● Parts of the exercise
**A)** According to the Salingar quotation in the passage on Carnival and food, what are the insistent jokes about? List them all.
**B)** Carry on writing the passage on Carnival and food, starting after its final sentence.

● Source
>> begin

The paramount importance of
culinary terms and of food is a typical Carnival trait : Carnival, which
« springs from fertility ritual » (Salingar 92) glorifies appetite,
or, indeed, appetites : food, drink, sex. Hence, « the insistent
jokes about food, sex, excrement and death » (Salingar 92), i.e. about matter,
and about the body as matter. Vernon Lee, though, is here tellingly torn apart
between her own passion for food, to which her letters home testify, a passion
that may have oriented her towards the adaptation of this particular
Rabelais-like outline by “Wesendonk”, and her own Victorian inhibitions, so that
sex is utterly absent. Unless we consider sausage-making as a covert albeit
gross allusion to it (just like Laurence Sterne in Tristram Shandy!). Bakhtine insists on the equation of « tripe
and guts” with “the belly, the entrails, the maternal breast, life »? (15)
And indeed, entrails/guts/bowels/womb/depths are linked, thus tieing together,
in a literally grotesque way, life (food, digestion, life) and death (the
slaughtering of the cattle, murder).
All
those are recurring elements in folklore and in Commedia dell’Arte, and were developped into codes and conventions.

>> end

● Records shown

>> begin

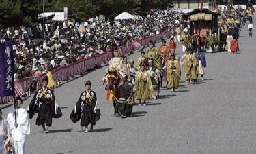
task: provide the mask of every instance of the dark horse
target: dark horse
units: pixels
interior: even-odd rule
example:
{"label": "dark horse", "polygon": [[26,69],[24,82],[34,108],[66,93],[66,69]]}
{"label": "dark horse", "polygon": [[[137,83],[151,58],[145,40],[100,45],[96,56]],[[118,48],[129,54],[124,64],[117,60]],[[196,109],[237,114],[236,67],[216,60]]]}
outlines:
{"label": "dark horse", "polygon": [[120,91],[117,90],[117,86],[123,82],[122,77],[117,71],[109,71],[108,81],[105,90],[107,90],[106,100],[113,101],[114,114],[119,114],[117,109],[117,100],[120,98]]}

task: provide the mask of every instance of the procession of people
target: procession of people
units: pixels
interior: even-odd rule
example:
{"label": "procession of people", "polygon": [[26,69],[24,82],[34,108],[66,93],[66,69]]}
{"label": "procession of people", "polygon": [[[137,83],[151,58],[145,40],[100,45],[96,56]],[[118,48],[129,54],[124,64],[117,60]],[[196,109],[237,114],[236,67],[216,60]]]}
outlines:
{"label": "procession of people", "polygon": [[[188,26],[187,24],[185,25]],[[251,24],[248,30],[251,37],[253,26]],[[169,42],[167,39],[162,38],[161,45],[157,48],[155,42],[150,41],[145,51],[139,50],[140,56],[137,60],[122,57],[115,48],[113,57],[109,60],[102,78],[103,84],[106,84],[106,100],[113,103],[115,116],[122,119],[132,117],[134,105],[147,106],[148,103],[154,103],[160,97],[160,91],[163,89],[173,93],[179,90],[182,81],[193,86],[199,82],[199,78],[204,80],[207,66],[205,53],[208,52],[210,48],[216,47],[213,43],[216,41],[216,35],[207,33],[203,40],[196,33],[190,33],[189,26],[184,27],[180,24],[175,26],[176,33],[169,37]],[[182,30],[184,30],[183,33]],[[226,33],[227,50],[236,53],[239,50],[239,36],[236,37],[231,32]],[[180,50],[180,47],[182,48]],[[132,51],[134,52],[135,51]],[[53,118],[61,117],[62,112],[54,94],[57,81],[52,77],[53,69],[50,66],[45,70],[47,73],[41,81],[41,88],[35,91],[27,110],[21,108],[23,100],[20,96],[16,98],[16,107],[8,113],[6,120],[1,117],[0,109],[2,121],[0,142],[3,143],[3,151],[9,150],[11,144],[8,139],[12,134],[14,151],[16,153],[24,153],[25,135],[31,132],[29,119],[35,114],[38,114],[35,124],[42,126],[42,132],[45,134],[51,133],[49,128],[53,124]],[[93,91],[92,85],[89,80],[85,81],[85,90],[77,96],[78,100],[69,117],[74,123],[80,120],[80,125],[85,128],[85,133],[94,130],[94,126],[101,116],[97,92]]]}

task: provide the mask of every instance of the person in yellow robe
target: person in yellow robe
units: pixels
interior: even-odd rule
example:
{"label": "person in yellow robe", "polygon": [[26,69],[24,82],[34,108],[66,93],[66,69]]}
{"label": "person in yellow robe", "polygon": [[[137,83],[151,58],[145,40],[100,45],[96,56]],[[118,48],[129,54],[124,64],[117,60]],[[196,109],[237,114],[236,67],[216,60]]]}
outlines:
{"label": "person in yellow robe", "polygon": [[126,64],[124,61],[123,58],[119,56],[118,50],[114,51],[114,57],[109,60],[109,67],[102,78],[103,83],[107,82],[109,71],[116,71],[117,75],[121,75],[122,77],[124,77],[125,74],[127,74]]}
{"label": "person in yellow robe", "polygon": [[139,105],[145,106],[146,100],[152,98],[154,93],[153,85],[150,74],[145,70],[144,63],[141,63],[140,70],[136,75],[133,92],[135,98],[139,101]]}
{"label": "person in yellow robe", "polygon": [[162,40],[162,45],[158,49],[158,54],[161,59],[161,63],[162,66],[165,65],[165,62],[169,60],[169,49],[166,45],[166,41]]}
{"label": "person in yellow robe", "polygon": [[55,81],[54,81],[54,79],[53,77],[52,71],[53,69],[51,67],[48,67],[46,76],[47,76],[48,80],[49,81],[47,85],[47,88],[53,91],[54,88],[55,88]]}
{"label": "person in yellow robe", "polygon": [[161,60],[160,59],[159,54],[156,49],[155,49],[155,45],[153,42],[150,42],[149,50],[146,51],[145,54],[145,58],[147,61],[148,60],[152,60],[154,61],[155,66],[159,70],[162,69]]}
{"label": "person in yellow robe", "polygon": [[145,52],[142,50],[141,52],[141,56],[139,56],[137,60],[136,60],[135,62],[134,67],[135,67],[136,71],[139,71],[140,70],[139,65],[141,62],[144,63],[144,61],[145,61]]}
{"label": "person in yellow robe", "polygon": [[171,88],[171,92],[173,92],[179,86],[181,75],[180,62],[175,59],[174,54],[171,54],[171,59],[167,62],[165,66],[167,71],[167,88]]}
{"label": "person in yellow robe", "polygon": [[185,56],[184,68],[186,78],[188,79],[189,83],[195,84],[197,81],[197,60],[195,54],[192,53],[191,49],[188,49],[188,54]]}

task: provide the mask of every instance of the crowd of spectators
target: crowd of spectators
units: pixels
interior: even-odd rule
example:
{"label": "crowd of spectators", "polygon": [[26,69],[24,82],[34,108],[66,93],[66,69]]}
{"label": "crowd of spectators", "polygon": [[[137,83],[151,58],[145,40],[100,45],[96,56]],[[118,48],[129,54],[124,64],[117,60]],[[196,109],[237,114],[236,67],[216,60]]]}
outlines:
{"label": "crowd of spectators", "polygon": [[[74,21],[39,24],[36,27],[10,27],[1,30],[1,41],[12,41],[14,79],[38,77],[48,68],[55,69],[104,53],[169,30],[184,23],[174,9],[153,11],[151,16],[136,20],[93,22]],[[134,43],[136,44],[136,43]]]}

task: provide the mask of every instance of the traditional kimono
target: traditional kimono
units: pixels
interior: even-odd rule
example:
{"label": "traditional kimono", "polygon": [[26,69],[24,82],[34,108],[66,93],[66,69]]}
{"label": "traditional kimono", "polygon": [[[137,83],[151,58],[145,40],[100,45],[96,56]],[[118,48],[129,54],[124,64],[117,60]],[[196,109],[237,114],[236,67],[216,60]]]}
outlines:
{"label": "traditional kimono", "polygon": [[129,73],[128,73],[128,81],[130,81],[130,82],[132,84],[132,85],[134,85],[134,83],[135,83],[135,75],[136,75],[136,70],[135,70],[135,67],[130,67],[129,66]]}
{"label": "traditional kimono", "polygon": [[141,62],[144,62],[145,61],[145,56],[143,57],[143,56],[139,56],[137,59],[137,60],[136,60],[135,62],[135,64],[134,64],[134,67],[135,67],[135,69],[137,71],[139,71],[139,64],[141,63]]}
{"label": "traditional kimono", "polygon": [[150,49],[145,54],[144,57],[147,61],[148,59],[154,60],[155,66],[160,70],[162,69],[161,60],[160,59],[158,51],[155,48]]}
{"label": "traditional kimono", "polygon": [[226,39],[226,42],[227,43],[227,51],[228,52],[231,52],[230,45],[231,45],[231,42],[232,41],[232,40],[233,40],[233,36],[231,35],[228,35],[227,36],[227,39]]}
{"label": "traditional kimono", "polygon": [[46,88],[38,90],[33,96],[31,102],[27,109],[29,118],[32,119],[33,115],[38,113],[36,119],[36,125],[44,125],[48,126],[52,125],[52,118],[59,118],[62,113],[59,107],[57,104],[55,97],[53,91]]}
{"label": "traditional kimono", "polygon": [[236,39],[233,39],[232,41],[230,43],[230,49],[231,52],[235,53],[238,50],[238,43]]}
{"label": "traditional kimono", "polygon": [[48,77],[48,80],[49,81],[47,85],[47,88],[53,90],[55,86],[55,81],[54,81],[54,79],[53,77],[53,74],[51,71],[48,71],[46,74],[46,76]]}
{"label": "traditional kimono", "polygon": [[15,115],[12,110],[6,118],[11,129],[12,139],[15,153],[23,154],[25,153],[25,135],[30,134],[30,123],[29,116],[25,109],[19,108],[16,111],[16,123],[18,127],[15,127]]}
{"label": "traditional kimono", "polygon": [[123,84],[119,85],[117,89],[120,91],[120,98],[117,101],[116,108],[120,111],[122,115],[130,116],[132,111],[132,85],[126,81]]}
{"label": "traditional kimono", "polygon": [[158,54],[161,59],[161,63],[165,64],[165,62],[169,60],[169,48],[167,45],[161,45],[158,49]]}
{"label": "traditional kimono", "polygon": [[100,119],[100,115],[96,94],[92,90],[85,90],[81,94],[70,118],[74,123],[81,119],[80,124],[87,126],[89,124],[95,125]]}
{"label": "traditional kimono", "polygon": [[115,69],[122,76],[124,76],[124,74],[127,73],[126,64],[121,57],[112,58],[109,61],[109,71],[111,69]]}
{"label": "traditional kimono", "polygon": [[6,153],[8,151],[8,144],[10,141],[10,129],[7,120],[0,118],[0,150],[3,154]]}
{"label": "traditional kimono", "polygon": [[198,64],[197,74],[203,75],[203,67],[206,67],[205,56],[203,52],[197,52],[195,53],[195,56],[197,58]]}
{"label": "traditional kimono", "polygon": [[133,92],[137,100],[145,101],[152,98],[154,90],[148,72],[140,71],[137,73]]}
{"label": "traditional kimono", "polygon": [[175,42],[174,40],[171,40],[170,42],[169,43],[169,49],[170,50],[170,52],[173,52],[173,53],[175,53],[176,47],[177,47],[176,42]]}
{"label": "traditional kimono", "polygon": [[184,68],[186,78],[197,79],[197,60],[194,54],[187,54],[185,56]]}
{"label": "traditional kimono", "polygon": [[169,60],[167,62],[167,88],[177,88],[181,71],[180,62],[177,60]]}
{"label": "traditional kimono", "polygon": [[156,89],[158,85],[158,76],[157,73],[160,73],[159,70],[154,66],[148,66],[147,72],[150,74],[154,89]]}
{"label": "traditional kimono", "polygon": [[158,73],[160,74],[160,71],[156,66],[148,66],[147,72],[150,74],[151,82],[152,83],[152,86],[154,89],[153,98],[156,97],[158,95],[158,92],[159,92],[160,83],[158,79]]}

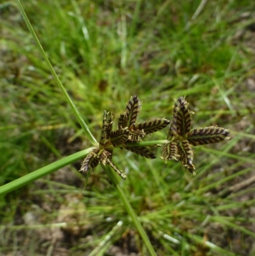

>> end

● Results in order
**A)** Food, sex, excrement, death

**B)**
Vernon Lee was aware of these conventions :
“in the old Italian comedy (and in the puppet-show
also), there exist a certain number of fixed types, comic and serious,
invariably dressing and feeling and speaking in the same way, and rendered
interesting only by being placed in continually new positions. Thus […] the
silly, duped, good-natured papa, the noodle of the piece, is always Pantalone,
dressed in red and black Venetian robes ; the plotting old villain is always
Brighella, sometimes called Scappino (whence Molière’s “Fourberies de Scapin”),
and invariably dressed in black ; the stupid and roguish servant, the sly
clown, is the acrobat Harlequin in his stripes ; the bully is the red-nosed
Scaramuccia ; the young lady is Giacinta, Rosaura, or Clelia ; the lover, in
full splendour of feathers and ribbons, Lelio, Valerio, or, as in “The Prince
of the Hundred Soups,” Leandro ; finally, the waiting-maid is Harlequin’s
sweetheart , Colombina. These types are almost invariable, and the whole
ingenuity of the play consists in bringing their various pecularities into new,
unexpected, and comical combinations.” (Vernon Lee, Preface to Prince, pp.
xxi-xxii)
She was also aware of Commedia’s
traditional reliance on typicality and on improvisation, and of its insistence
on gestures, voices, and the codes of pre-verbal or non-verbal communication.
“The Mask actors were […]
scarcely actors at all : they were fantastic realities [… ]; they
necessarily and from their essential nature felt, acted, and spoke in a
consistent and characteristic way. The consequence was evident : no parts
were written for them, they were placed opposite each other, and the meeting of
Pantaloon and Brighella, of Harlequin and the Doctor, of Pulcinella and
Scaramuccia, produced, by the automatic movement of the characters, an action
and a dialogue ever new and ever natural.” (Vernon Lee, Studies 237)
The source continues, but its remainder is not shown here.